## PROBLEM DETAILS
Repeat the whole listing below word for word, but leave out any pictures.

## DATA ENTRIES
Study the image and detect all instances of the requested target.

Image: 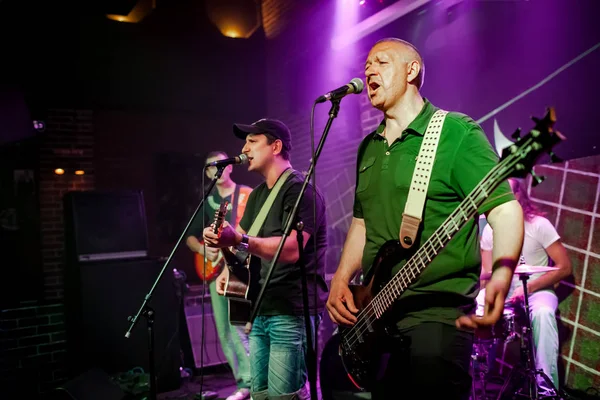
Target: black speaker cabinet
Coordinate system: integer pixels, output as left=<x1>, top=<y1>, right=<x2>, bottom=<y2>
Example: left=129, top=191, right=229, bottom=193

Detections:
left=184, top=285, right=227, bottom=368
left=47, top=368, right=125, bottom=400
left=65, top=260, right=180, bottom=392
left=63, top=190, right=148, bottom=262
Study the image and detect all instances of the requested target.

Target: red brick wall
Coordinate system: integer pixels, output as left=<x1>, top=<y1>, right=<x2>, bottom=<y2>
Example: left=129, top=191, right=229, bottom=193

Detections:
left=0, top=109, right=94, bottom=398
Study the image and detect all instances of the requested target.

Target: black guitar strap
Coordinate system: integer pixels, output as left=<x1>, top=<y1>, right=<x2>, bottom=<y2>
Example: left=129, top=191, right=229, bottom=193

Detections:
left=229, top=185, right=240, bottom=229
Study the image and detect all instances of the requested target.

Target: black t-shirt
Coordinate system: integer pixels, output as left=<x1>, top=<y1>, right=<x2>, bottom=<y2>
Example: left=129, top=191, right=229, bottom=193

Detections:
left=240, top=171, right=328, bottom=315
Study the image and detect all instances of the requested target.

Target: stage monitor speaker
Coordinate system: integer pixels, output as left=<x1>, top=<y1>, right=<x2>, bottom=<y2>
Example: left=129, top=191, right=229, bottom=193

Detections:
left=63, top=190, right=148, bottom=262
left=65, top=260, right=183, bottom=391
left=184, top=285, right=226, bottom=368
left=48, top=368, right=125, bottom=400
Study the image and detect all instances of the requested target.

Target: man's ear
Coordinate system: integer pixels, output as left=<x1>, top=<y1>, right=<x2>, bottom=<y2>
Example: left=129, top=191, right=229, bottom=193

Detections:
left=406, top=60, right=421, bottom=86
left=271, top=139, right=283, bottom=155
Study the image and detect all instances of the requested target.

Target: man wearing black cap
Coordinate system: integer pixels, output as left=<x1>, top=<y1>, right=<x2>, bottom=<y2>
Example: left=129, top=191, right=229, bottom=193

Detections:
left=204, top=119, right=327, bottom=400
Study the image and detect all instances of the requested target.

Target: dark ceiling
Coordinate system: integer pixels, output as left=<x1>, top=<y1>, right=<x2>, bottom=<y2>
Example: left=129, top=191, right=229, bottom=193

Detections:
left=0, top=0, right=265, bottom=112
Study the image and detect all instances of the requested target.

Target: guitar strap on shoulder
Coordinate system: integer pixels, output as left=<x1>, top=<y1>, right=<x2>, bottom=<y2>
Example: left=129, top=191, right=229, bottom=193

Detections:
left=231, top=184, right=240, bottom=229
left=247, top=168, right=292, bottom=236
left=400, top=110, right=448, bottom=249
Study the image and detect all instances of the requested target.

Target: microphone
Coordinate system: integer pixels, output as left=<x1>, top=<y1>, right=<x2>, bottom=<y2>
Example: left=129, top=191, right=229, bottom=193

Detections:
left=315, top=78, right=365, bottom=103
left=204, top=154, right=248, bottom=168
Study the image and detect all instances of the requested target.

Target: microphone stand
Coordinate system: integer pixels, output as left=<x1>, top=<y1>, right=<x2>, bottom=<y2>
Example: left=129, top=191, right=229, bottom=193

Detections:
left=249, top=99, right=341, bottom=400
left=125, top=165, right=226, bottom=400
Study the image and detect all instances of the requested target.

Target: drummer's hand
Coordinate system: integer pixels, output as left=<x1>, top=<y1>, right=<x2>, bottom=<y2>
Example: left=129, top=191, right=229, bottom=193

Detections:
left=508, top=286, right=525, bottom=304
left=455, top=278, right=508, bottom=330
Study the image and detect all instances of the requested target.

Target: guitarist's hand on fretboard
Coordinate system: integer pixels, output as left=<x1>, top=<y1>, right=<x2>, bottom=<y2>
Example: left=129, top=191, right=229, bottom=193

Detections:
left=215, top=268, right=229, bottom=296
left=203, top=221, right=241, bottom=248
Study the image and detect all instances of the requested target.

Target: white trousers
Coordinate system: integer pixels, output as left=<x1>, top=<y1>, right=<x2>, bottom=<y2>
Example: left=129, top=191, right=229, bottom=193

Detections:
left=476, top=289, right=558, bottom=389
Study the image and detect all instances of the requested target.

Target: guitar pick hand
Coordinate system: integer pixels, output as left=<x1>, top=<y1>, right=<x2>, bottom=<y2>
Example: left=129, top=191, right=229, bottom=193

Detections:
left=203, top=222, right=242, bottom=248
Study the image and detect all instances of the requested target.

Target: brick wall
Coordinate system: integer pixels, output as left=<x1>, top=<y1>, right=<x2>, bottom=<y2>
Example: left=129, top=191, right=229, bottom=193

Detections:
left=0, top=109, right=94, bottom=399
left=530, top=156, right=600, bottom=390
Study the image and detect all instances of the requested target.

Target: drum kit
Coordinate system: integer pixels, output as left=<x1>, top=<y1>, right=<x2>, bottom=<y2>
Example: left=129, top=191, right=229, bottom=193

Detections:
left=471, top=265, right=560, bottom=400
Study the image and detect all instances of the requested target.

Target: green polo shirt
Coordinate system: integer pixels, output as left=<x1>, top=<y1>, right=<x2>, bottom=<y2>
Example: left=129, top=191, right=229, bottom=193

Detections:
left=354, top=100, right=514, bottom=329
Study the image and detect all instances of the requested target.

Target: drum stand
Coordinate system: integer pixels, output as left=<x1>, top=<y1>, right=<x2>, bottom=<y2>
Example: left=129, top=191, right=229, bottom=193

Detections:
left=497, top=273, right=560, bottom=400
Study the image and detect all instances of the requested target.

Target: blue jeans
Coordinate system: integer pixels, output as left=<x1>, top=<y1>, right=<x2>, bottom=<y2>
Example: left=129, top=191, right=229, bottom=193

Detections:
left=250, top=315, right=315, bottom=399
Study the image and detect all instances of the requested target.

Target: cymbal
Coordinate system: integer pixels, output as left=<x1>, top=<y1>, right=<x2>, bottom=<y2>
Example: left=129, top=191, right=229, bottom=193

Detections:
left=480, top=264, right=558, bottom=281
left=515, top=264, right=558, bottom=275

## SOLUTION TO THE PROBLEM
Study the image and detect all instances of the requested target.

Image: 
Target: black speaker cabinet
Coordinate system: integer pixels, output as left=<x1>, top=<y1>, right=<x2>, bottom=<y2>
Example: left=129, top=191, right=229, bottom=193

Detections:
left=184, top=285, right=227, bottom=368
left=47, top=368, right=125, bottom=400
left=65, top=260, right=180, bottom=392
left=63, top=190, right=148, bottom=262
Study the image and detect all instances of the requested target.

Target: red brick wall
Coordinate system: integer pixels, output as left=<x1>, top=<y1>, right=<x2>, bottom=<y2>
Example: left=129, top=191, right=229, bottom=193

Detections:
left=0, top=109, right=94, bottom=398
Study the image and detect all instances of the requested target.

Target: black guitar strap
Coordinate system: integer pixels, output as left=<x1>, top=<y1>, right=<x2>, bottom=<y2>
Example: left=129, top=191, right=229, bottom=193

Detections:
left=229, top=185, right=240, bottom=229
Study the image and detect all instances of the requested target.

Target: black t-shirt
Coordinate system: integer pixels, output as left=<x1>, top=<y1>, right=<x2>, bottom=<y2>
Example: left=129, top=191, right=229, bottom=193

Detections:
left=240, top=171, right=328, bottom=315
Study the image and detect all instances of the requested target.

Target: stage monitor speaker
Coordinate system: integer pixels, output as left=<x1>, top=<y1>, right=<x2>, bottom=<y2>
Example: left=129, top=191, right=229, bottom=193

Detections:
left=63, top=190, right=148, bottom=262
left=65, top=260, right=183, bottom=391
left=184, top=285, right=226, bottom=368
left=48, top=368, right=125, bottom=400
Study the image and detect all instances of the requested target.

Target: man's ear
Coordinate system: integer pixels, output as left=<x1>, top=<y1>, right=<x2>, bottom=<y2>
Example: left=129, top=191, right=229, bottom=193

Detections:
left=406, top=60, right=421, bottom=86
left=271, top=139, right=283, bottom=155
Study the image and detect all instances of the requested target.

Target: man wearing black cap
Coordinate system: integer pixels, output as left=<x1>, top=<y1>, right=<x2>, bottom=<y2>
Example: left=129, top=191, right=229, bottom=193

Detections:
left=204, top=119, right=327, bottom=400
Study the image and detect all instances of the requested target.

Target: dark ceiling
Coordinate system: integer pixels, output as left=<x1>, top=<y1>, right=<x2>, bottom=<y2>
Example: left=129, top=191, right=229, bottom=193

Detections:
left=0, top=0, right=265, bottom=112
Study the image and detect all instances of the requested target.

Target: guitar strap on shoulder
Coordinate system: integer pixels, output as left=<x1>, top=<y1>, right=<x2>, bottom=<y2>
Example: left=129, top=191, right=229, bottom=193

Detections:
left=231, top=184, right=240, bottom=229
left=247, top=168, right=292, bottom=236
left=400, top=110, right=448, bottom=249
Study the image and detect all instances of the requested target.

Target: microphone
Coordinate system: integer pixels, output as left=<x1>, top=<y1>, right=<x2>, bottom=<y2>
Example: left=129, top=191, right=229, bottom=193

Detections:
left=315, top=78, right=365, bottom=103
left=204, top=154, right=248, bottom=168
Study the image and detect all instances of the requested target.

Target: microphone stand
Coordinate system: integer pixels, output as left=<x1>, top=<y1>, right=<x2>, bottom=<y2>
Example: left=129, top=191, right=229, bottom=193

Detections:
left=249, top=99, right=341, bottom=400
left=125, top=165, right=226, bottom=400
Study the image and detect all instances of the requested target.

Target: drummer's hand
Coordinate system: integer pixels, output as left=<x1>, top=<y1>, right=<x2>, bottom=<y2>
Example: left=129, top=191, right=229, bottom=193

Detections:
left=508, top=286, right=525, bottom=304
left=455, top=278, right=508, bottom=330
Study the image and detect all instances of the requested target.

Target: guitarist's hand on fretboard
Coordinate system: integer pixels, output as left=<x1>, top=<y1>, right=<x2>, bottom=<y2>
Example: left=129, top=191, right=229, bottom=193

Detections:
left=215, top=268, right=229, bottom=296
left=203, top=221, right=241, bottom=248
Study the image and detect all instances of the requested target.

Target: white trousers
Coordinate system: integer pixels, output as left=<x1>, top=<y1>, right=<x2>, bottom=<y2>
Example: left=129, top=191, right=229, bottom=193

Detections:
left=476, top=289, right=558, bottom=389
Study the image and detect all instances of the requested target.

Target: guitar pick hand
Coordinate system: integer pixels, output as left=<x1>, top=<y1>, right=<x2>, bottom=<y2>
Example: left=129, top=191, right=229, bottom=193

Detections:
left=203, top=222, right=242, bottom=248
Study the image and detect all instances of the requested target.

Target: brick wall
Coordinate system: integer pixels, output as left=<x1>, top=<y1>, right=<x2>, bottom=<y2>
Example: left=129, top=191, right=229, bottom=193

Detections:
left=0, top=109, right=94, bottom=399
left=530, top=156, right=600, bottom=390
Study the image and detect all instances of the requested target.

Target: drum kit
Coordinate system: integer pixels, output as left=<x1>, top=<y1>, right=<x2>, bottom=<y2>
Example: left=129, top=191, right=229, bottom=193

Detections:
left=471, top=265, right=560, bottom=400
Study the image and detect all instances of the requested target.

Target: green polo shirt
Coordinate system: integer pixels, output as left=<x1>, top=<y1>, right=<x2>, bottom=<y2>
Example: left=129, top=191, right=229, bottom=193

Detections:
left=354, top=100, right=514, bottom=329
Study the image and detect all instances of the requested target.

Target: drum stand
Coordinate system: integer pixels, output as left=<x1>, top=<y1>, right=<x2>, bottom=<y2>
Example: left=129, top=191, right=229, bottom=193

Detections:
left=497, top=273, right=560, bottom=400
Study the image and detect all instances of the requested target.

Target: blue jeans
Coordinate system: integer pixels, output as left=<x1>, top=<y1>, right=<x2>, bottom=<y2>
Example: left=129, top=191, right=229, bottom=193

Detections:
left=250, top=315, right=315, bottom=399
Study the image and detect all instances of the requested target.

Target: cymbal
Coordinate system: integer pixels, output as left=<x1>, top=<y1>, right=<x2>, bottom=<y2>
Example: left=129, top=191, right=229, bottom=193

Detections:
left=480, top=264, right=558, bottom=281
left=515, top=264, right=558, bottom=275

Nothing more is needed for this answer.